▶ Your objective
Locate the line bearing "If you could outline every instance of the white" in the material below, then reproduce it and each following line up to and including the line bearing "If you could outline every instance of the burnt".

▶ Dataset content
------------------------------------------------------------

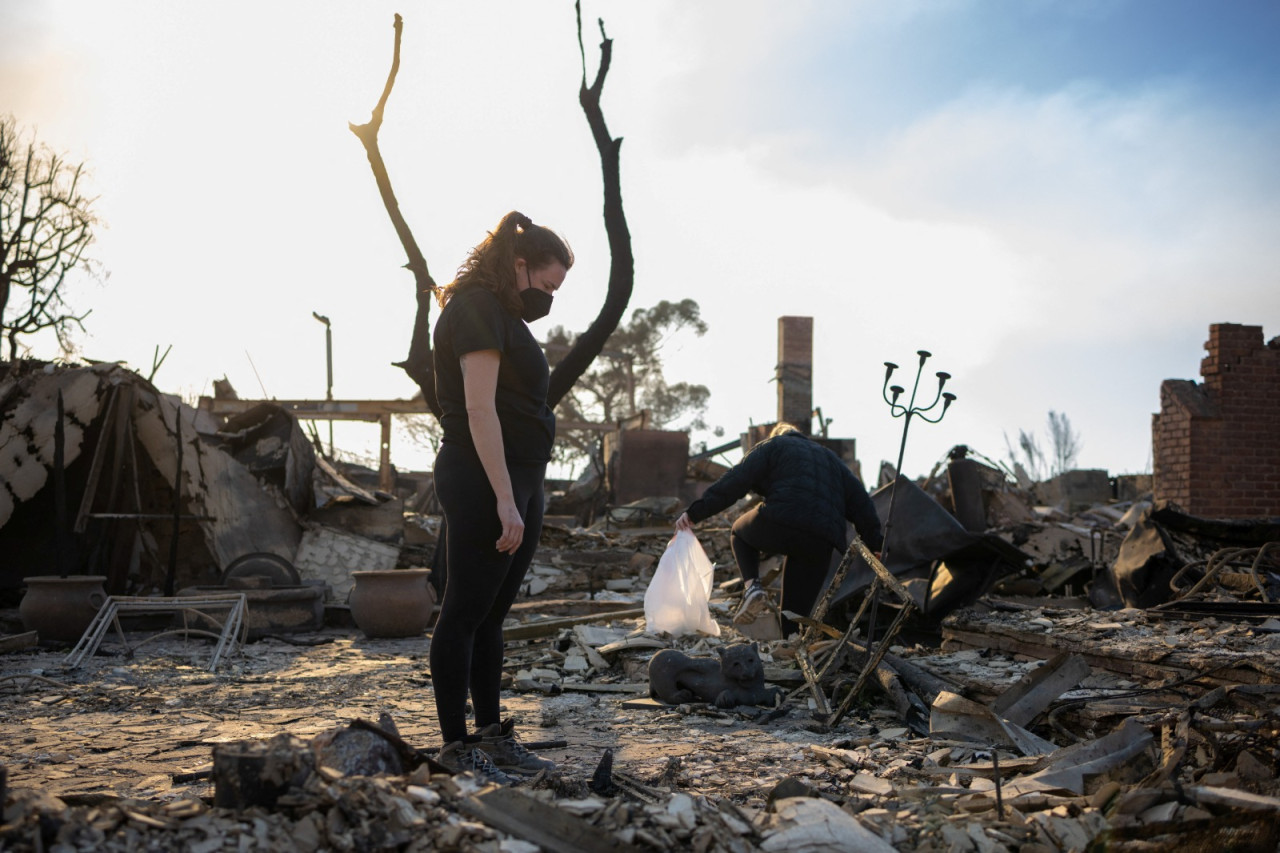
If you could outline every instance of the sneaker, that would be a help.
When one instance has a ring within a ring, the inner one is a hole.
[[[551,772],[556,763],[549,758],[542,758],[530,752],[524,744],[516,740],[515,720],[505,723],[491,723],[480,730],[480,745],[493,759],[493,763],[503,770],[514,770],[517,773],[539,773],[543,770]]]
[[[463,743],[460,740],[447,743],[436,755],[436,761],[454,773],[470,773],[485,783],[514,785],[517,781],[499,770],[479,744]]]
[[[742,604],[738,605],[738,612],[733,615],[733,622],[735,625],[750,624],[756,621],[756,617],[768,607],[769,594],[764,591],[760,581],[754,580],[742,594]]]

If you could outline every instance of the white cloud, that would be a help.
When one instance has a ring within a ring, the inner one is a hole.
[[[842,161],[791,151],[768,166],[915,224],[902,233],[917,255],[957,231],[993,248],[1004,276],[958,254],[892,279],[890,316],[940,353],[975,356],[955,372],[973,389],[962,403],[983,411],[966,420],[957,406],[957,425],[973,430],[958,440],[991,453],[1000,429],[1034,427],[1054,408],[1087,425],[1089,464],[1136,469],[1159,382],[1196,377],[1209,323],[1277,331],[1280,164],[1261,144],[1273,131],[1269,118],[1250,125],[1179,90],[984,91],[874,150]],[[950,323],[930,328],[934,305]],[[1173,341],[1185,356],[1170,363]]]

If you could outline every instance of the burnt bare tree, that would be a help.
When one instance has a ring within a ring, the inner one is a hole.
[[[604,222],[605,232],[609,239],[611,263],[609,267],[609,286],[604,305],[590,327],[577,336],[573,348],[565,354],[551,373],[548,403],[555,406],[569,392],[579,377],[591,366],[591,362],[604,348],[609,335],[617,328],[619,320],[627,309],[631,299],[631,291],[635,282],[635,260],[631,252],[631,233],[627,229],[626,216],[622,210],[622,182],[619,171],[618,152],[622,139],[614,139],[609,135],[605,125],[604,113],[600,108],[600,95],[604,90],[605,76],[609,73],[609,64],[613,55],[613,42],[604,34],[604,22],[600,22],[600,34],[603,39],[600,45],[600,68],[595,81],[587,85],[586,51],[582,45],[582,10],[577,6],[578,19],[578,51],[582,56],[582,85],[578,92],[578,102],[587,116],[587,124],[600,152],[600,163],[604,173]],[[395,44],[392,51],[391,71],[387,75],[386,85],[382,89],[382,97],[368,122],[361,125],[351,124],[351,132],[364,145],[365,154],[369,158],[369,166],[373,169],[374,180],[382,196],[383,206],[391,217],[391,223],[404,247],[408,262],[405,264],[413,273],[417,313],[413,322],[413,337],[409,343],[408,357],[397,364],[409,375],[422,391],[422,398],[427,407],[437,417],[440,415],[440,402],[436,398],[435,370],[431,353],[431,305],[435,298],[436,282],[427,270],[426,259],[418,248],[404,215],[400,212],[399,202],[391,187],[391,179],[387,174],[386,163],[378,149],[378,129],[382,126],[383,112],[391,89],[395,85],[396,73],[400,68],[400,37],[404,28],[403,20],[395,16]]]
[[[582,57],[582,86],[578,90],[578,103],[587,116],[587,125],[595,139],[596,150],[600,152],[600,168],[604,177],[604,230],[609,238],[609,288],[596,319],[585,332],[574,339],[573,347],[551,372],[547,402],[552,408],[564,399],[569,389],[604,349],[609,336],[618,328],[618,322],[627,310],[631,290],[635,285],[631,231],[627,228],[627,217],[622,211],[622,177],[618,156],[622,148],[622,137],[614,139],[609,135],[604,112],[600,109],[604,78],[609,74],[609,65],[613,60],[613,39],[605,34],[604,20],[597,19],[600,27],[600,67],[596,71],[595,81],[587,86],[587,54],[582,46],[581,0],[574,3],[574,10],[578,17],[578,53]]]
[[[1048,470],[1045,465],[1044,451],[1040,449],[1040,441],[1034,432],[1018,430],[1018,446],[1015,449],[1009,440],[1009,433],[1004,434],[1005,448],[1009,453],[1009,463],[1015,472],[1021,470],[1031,482],[1040,482]]]
[[[64,285],[73,271],[90,271],[84,253],[98,223],[81,189],[84,165],[18,136],[13,117],[0,117],[0,329],[10,361],[19,338],[42,329],[70,351],[71,329],[83,330],[89,312],[70,309]]]
[[[387,74],[387,83],[382,87],[382,97],[373,108],[373,114],[365,124],[350,124],[351,132],[364,145],[365,154],[369,158],[369,167],[373,169],[373,179],[378,184],[378,193],[382,196],[382,204],[391,217],[391,225],[396,229],[400,245],[408,256],[405,264],[413,273],[414,293],[418,300],[418,311],[413,320],[413,337],[409,339],[409,355],[396,366],[409,374],[409,378],[422,390],[422,399],[436,417],[440,416],[440,402],[436,399],[435,369],[431,362],[431,302],[435,298],[436,283],[427,270],[427,259],[418,248],[418,241],[409,230],[404,214],[400,212],[400,202],[396,201],[395,191],[391,188],[391,178],[387,174],[387,164],[383,162],[382,152],[378,149],[378,129],[382,127],[382,114],[387,107],[387,99],[391,97],[391,87],[396,83],[396,72],[400,70],[400,34],[404,30],[404,21],[399,14],[395,17],[395,45],[391,51],[391,71]]]
[[[1018,430],[1018,447],[1015,450],[1013,443],[1009,441],[1009,434],[1005,433],[1005,447],[1009,453],[1009,461],[1013,463],[1014,470],[1021,468],[1028,477],[1039,482],[1041,480],[1056,477],[1070,471],[1076,463],[1076,458],[1080,455],[1080,449],[1084,447],[1084,443],[1080,438],[1080,433],[1075,431],[1071,426],[1071,420],[1064,412],[1049,411],[1048,420],[1049,449],[1045,451],[1040,446],[1039,439],[1034,433],[1027,432],[1024,429]],[[1021,451],[1019,455],[1018,451]]]

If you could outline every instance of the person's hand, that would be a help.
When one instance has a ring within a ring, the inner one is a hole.
[[[503,554],[514,554],[524,541],[524,519],[520,517],[515,501],[498,501],[498,520],[502,522],[502,535],[495,547]]]
[[[680,513],[680,517],[676,519],[676,530],[693,530],[693,522],[689,520],[689,513]]]

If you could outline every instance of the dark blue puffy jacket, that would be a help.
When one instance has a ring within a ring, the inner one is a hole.
[[[747,492],[764,498],[760,515],[845,548],[846,521],[873,551],[883,544],[880,517],[862,481],[833,451],[799,432],[766,439],[689,505],[689,520],[703,521]]]

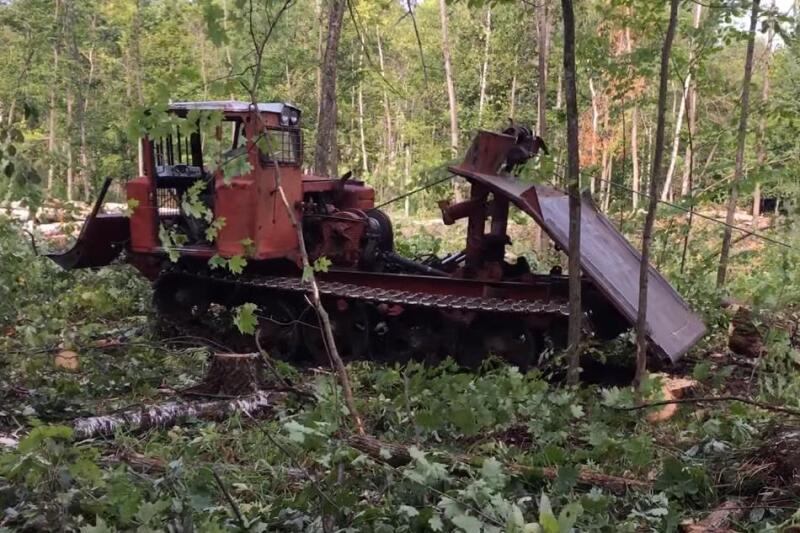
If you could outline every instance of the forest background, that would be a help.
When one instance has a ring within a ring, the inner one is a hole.
[[[388,200],[439,179],[477,129],[501,129],[512,119],[532,125],[550,148],[523,179],[566,185],[556,1],[0,0],[0,202],[91,201],[106,176],[116,179],[113,194],[122,201],[120,184],[136,173],[145,109],[248,99],[242,83],[253,63],[253,5],[259,29],[288,5],[265,48],[258,96],[302,109],[307,169],[352,169],[376,188],[379,201]],[[768,327],[763,358],[743,363],[727,351],[730,317],[719,304],[733,296],[766,313],[760,316],[797,323],[795,2],[763,0],[757,15],[734,220],[745,231],[735,231],[724,288],[714,280],[721,226],[697,217],[690,226],[686,216],[725,216],[751,7],[738,0],[680,4],[666,185],[658,191],[668,204],[659,207],[652,258],[710,326],[679,369],[699,383],[697,393],[792,408],[800,397],[796,328]],[[667,2],[591,0],[575,9],[582,184],[638,243],[643,194],[653,179]],[[336,121],[321,130],[320,110],[331,108],[322,95],[332,17],[342,23]],[[314,150],[321,141],[333,147],[322,163]],[[430,218],[434,201],[451,194],[442,184],[394,204],[412,228],[400,241],[404,251],[452,244],[412,221]],[[769,217],[749,216],[762,204]],[[741,529],[798,521],[796,414],[714,403],[651,425],[624,410],[633,402],[628,389],[561,388],[508,367],[475,377],[447,365],[350,365],[373,433],[412,445],[404,469],[348,444],[330,375],[291,368],[281,370],[313,389],[314,406],[281,407],[264,423],[234,417],[75,443],[66,426],[42,422],[68,424],[77,415],[151,402],[165,386],[196,381],[209,349],[159,338],[148,289],[124,267],[58,272],[31,254],[15,224],[0,221],[0,319],[8,324],[0,437],[19,444],[0,456],[0,530],[58,524],[146,531],[167,524],[176,531],[664,531],[720,505],[733,506],[729,519]],[[98,344],[110,337],[113,346]],[[49,357],[65,350],[79,353],[77,372],[52,365]],[[630,339],[589,352],[630,357]],[[465,450],[479,460],[453,466],[450,454]],[[528,466],[534,470],[522,468]],[[587,486],[587,467],[644,485],[623,494]]]

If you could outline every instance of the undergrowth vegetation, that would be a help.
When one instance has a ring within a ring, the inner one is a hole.
[[[446,248],[440,241],[402,246],[420,254]],[[704,288],[707,244],[695,242],[682,276],[679,248],[664,247],[662,268],[711,332],[673,370],[699,381],[696,396],[798,406],[790,333],[770,330],[757,366],[725,352],[728,319]],[[796,254],[756,255],[752,271],[737,264],[730,292],[788,316],[795,274],[783,265]],[[62,272],[7,219],[0,256],[0,531],[675,531],[729,500],[741,511],[737,530],[800,521],[791,416],[720,402],[651,423],[649,411],[626,409],[629,388],[570,389],[547,369],[523,374],[500,361],[479,372],[451,362],[349,365],[369,432],[405,446],[404,466],[380,460],[388,450],[376,458],[352,446],[329,370],[283,364],[313,399],[290,397],[259,419],[79,441],[71,419],[174,397],[202,378],[211,348],[164,338],[149,287],[130,267]],[[65,352],[74,363],[55,364]],[[593,353],[632,357],[626,339]],[[653,399],[661,380],[651,375]],[[587,483],[587,471],[646,488]]]

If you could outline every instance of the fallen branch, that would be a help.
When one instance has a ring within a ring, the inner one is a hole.
[[[684,533],[732,533],[728,522],[742,515],[743,508],[733,500],[728,500],[714,508],[711,513],[699,522],[684,522],[681,530]]]
[[[249,416],[269,411],[284,393],[259,391],[234,400],[209,402],[170,402],[145,406],[113,415],[93,416],[74,420],[72,428],[76,439],[108,437],[117,430],[141,432],[164,429],[190,419],[223,420],[235,413]]]
[[[225,499],[228,501],[228,505],[231,506],[233,514],[236,517],[236,522],[239,523],[239,527],[242,529],[242,531],[247,531],[248,530],[247,522],[242,516],[242,512],[239,510],[239,506],[236,505],[236,500],[234,500],[233,496],[231,496],[231,493],[228,492],[228,489],[225,487],[225,483],[222,482],[222,478],[219,476],[215,468],[211,469],[211,474],[214,476],[214,481],[216,481],[217,487],[219,487],[219,490],[222,492],[222,494],[225,496]]]
[[[376,461],[399,468],[411,463],[411,454],[406,446],[383,442],[368,435],[353,435],[347,439],[347,444],[356,450],[370,456]],[[469,464],[479,465],[482,457],[470,455],[444,455],[440,458],[444,464]],[[558,477],[558,468],[551,466],[535,467],[519,463],[505,463],[503,465],[509,472],[518,476],[538,475],[545,479],[554,480]],[[653,485],[649,481],[623,476],[604,474],[588,467],[578,470],[578,484],[588,487],[603,487],[612,492],[625,492],[626,490],[650,490]]]
[[[675,398],[673,400],[661,400],[658,402],[642,403],[638,405],[633,405],[631,407],[614,407],[614,409],[618,411],[638,411],[640,409],[647,409],[649,407],[660,407],[662,405],[670,405],[676,403],[705,403],[705,402],[740,402],[740,403],[745,403],[747,405],[752,405],[754,407],[759,407],[766,411],[775,411],[777,413],[783,413],[791,416],[800,417],[800,411],[796,409],[790,409],[789,407],[782,407],[780,405],[771,405],[768,403],[751,400],[750,398],[745,398],[743,396],[703,396],[699,398]]]

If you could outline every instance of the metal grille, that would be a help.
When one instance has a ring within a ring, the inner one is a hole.
[[[277,161],[286,165],[299,165],[303,162],[300,128],[270,128],[267,130],[267,142],[261,145],[270,152],[264,154],[268,161]]]
[[[175,216],[180,213],[180,194],[175,187],[156,189],[158,216]]]

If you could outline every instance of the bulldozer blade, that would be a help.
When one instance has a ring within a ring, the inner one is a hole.
[[[108,265],[119,256],[130,240],[128,217],[100,214],[100,207],[110,185],[111,178],[106,178],[73,247],[63,253],[45,254],[64,270]]]
[[[521,183],[498,173],[514,139],[487,131],[478,134],[464,161],[450,171],[487,187],[524,211],[566,253],[569,250],[569,196],[547,185]],[[583,273],[633,326],[639,302],[641,254],[594,205],[581,199],[580,263]],[[677,361],[704,334],[702,320],[669,282],[650,265],[647,333],[656,354]]]

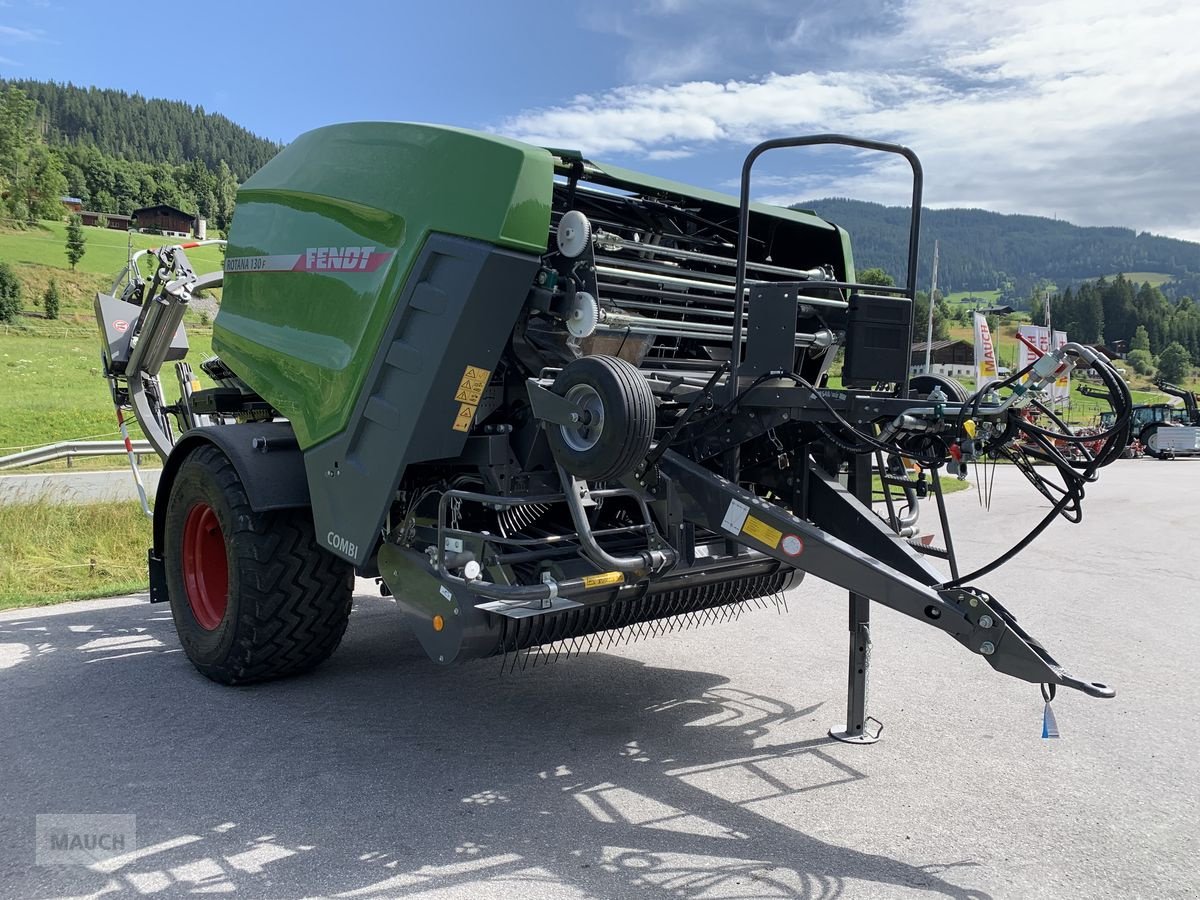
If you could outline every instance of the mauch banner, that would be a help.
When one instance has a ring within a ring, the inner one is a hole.
[[[987,318],[975,313],[975,390],[981,391],[993,381],[999,381],[996,370],[996,345]]]
[[[1058,349],[1067,342],[1067,333],[1065,331],[1054,332],[1054,349]],[[1062,375],[1051,388],[1051,396],[1060,403],[1071,402],[1071,373],[1068,371]]]
[[[978,335],[978,330],[976,330]],[[1050,352],[1050,329],[1044,328],[1041,325],[1022,325],[1017,329],[1018,337],[1023,337],[1029,343],[1033,344],[1043,353]],[[1065,331],[1054,332],[1054,348],[1058,349],[1067,342],[1067,333]],[[1017,341],[1017,368],[1024,369],[1034,360],[1034,352],[1029,349],[1025,341]],[[1071,376],[1064,375],[1050,386],[1050,399],[1056,403],[1067,403],[1071,397]]]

------------------------------------------------------------

▶ Written answer
If you could outline every instance of the white cloud, that would be a help.
When one instance has a ring within a ring, the inner one is a hole.
[[[842,161],[791,151],[768,166],[915,224],[902,233],[917,255],[957,231],[993,248],[1004,276],[958,254],[892,279],[890,316],[940,353],[975,356],[955,372],[973,389],[962,403],[983,411],[966,420],[957,406],[957,425],[973,430],[958,440],[991,453],[1000,429],[1034,427],[1054,408],[1087,425],[1089,464],[1136,469],[1159,382],[1196,377],[1209,323],[1277,331],[1280,164],[1261,144],[1273,131],[1269,118],[1250,125],[1179,90],[984,91],[874,150]],[[950,323],[930,328],[934,305]],[[1173,341],[1185,356],[1170,363]]]

If you could outline every instance of the burnt bare tree, that would be a help.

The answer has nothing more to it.